Aim of the exercise:
Only a number is wanted here: the count of lines in the data below where the string "negative" occurs.

The records:
╭──

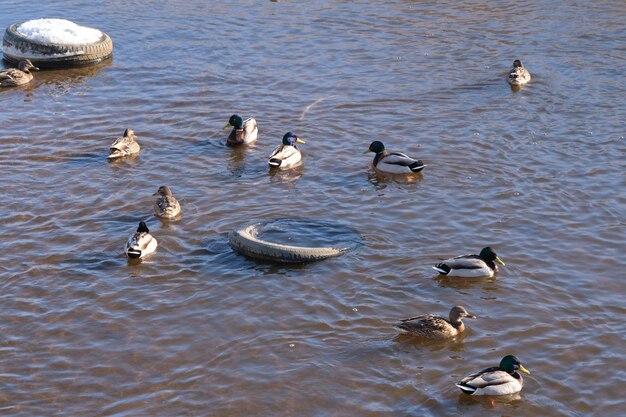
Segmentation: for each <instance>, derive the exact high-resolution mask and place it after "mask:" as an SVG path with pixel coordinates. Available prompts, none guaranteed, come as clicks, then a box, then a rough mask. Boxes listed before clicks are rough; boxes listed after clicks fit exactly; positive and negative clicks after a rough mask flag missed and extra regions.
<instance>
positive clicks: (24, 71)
mask: <svg viewBox="0 0 626 417" xmlns="http://www.w3.org/2000/svg"><path fill="white" fill-rule="evenodd" d="M31 69H34V70H39V68H37V67H36V66H34V65H33V63H32V62H30V60H29V59H22V60H21V61H20V62H18V63H17V68H9V69H6V70H4V71H0V87H15V86H17V85H24V84H28V83H29V82H30V80H32V79H33V74H31V72H30V70H31Z"/></svg>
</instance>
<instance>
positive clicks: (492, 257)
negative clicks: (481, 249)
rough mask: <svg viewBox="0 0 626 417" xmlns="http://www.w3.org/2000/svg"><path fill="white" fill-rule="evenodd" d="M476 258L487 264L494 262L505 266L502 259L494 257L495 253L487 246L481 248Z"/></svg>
mask: <svg viewBox="0 0 626 417" xmlns="http://www.w3.org/2000/svg"><path fill="white" fill-rule="evenodd" d="M478 257H479V258H480V259H482V260H483V261H485V262H487V263H489V262H493V261H496V262H497V263H499V264H500V265H502V266H505V265H504V262H502V259H500V258H498V255H496V251H494V250H493V249H491V248H490V247H489V246H487V247H486V248H483V250H481V251H480V254H478Z"/></svg>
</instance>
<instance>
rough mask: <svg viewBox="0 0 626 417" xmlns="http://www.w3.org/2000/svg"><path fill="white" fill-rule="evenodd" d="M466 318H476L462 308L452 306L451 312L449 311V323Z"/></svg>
mask: <svg viewBox="0 0 626 417" xmlns="http://www.w3.org/2000/svg"><path fill="white" fill-rule="evenodd" d="M464 317H468V318H470V319H475V318H476V316H475V315H473V314H471V313H470V312H468V311H467V310H466V309H465V307H463V306H454V307H452V310H450V322H451V323H454V322H457V321H460V320H461V319H462V318H464Z"/></svg>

╰──

Written response:
2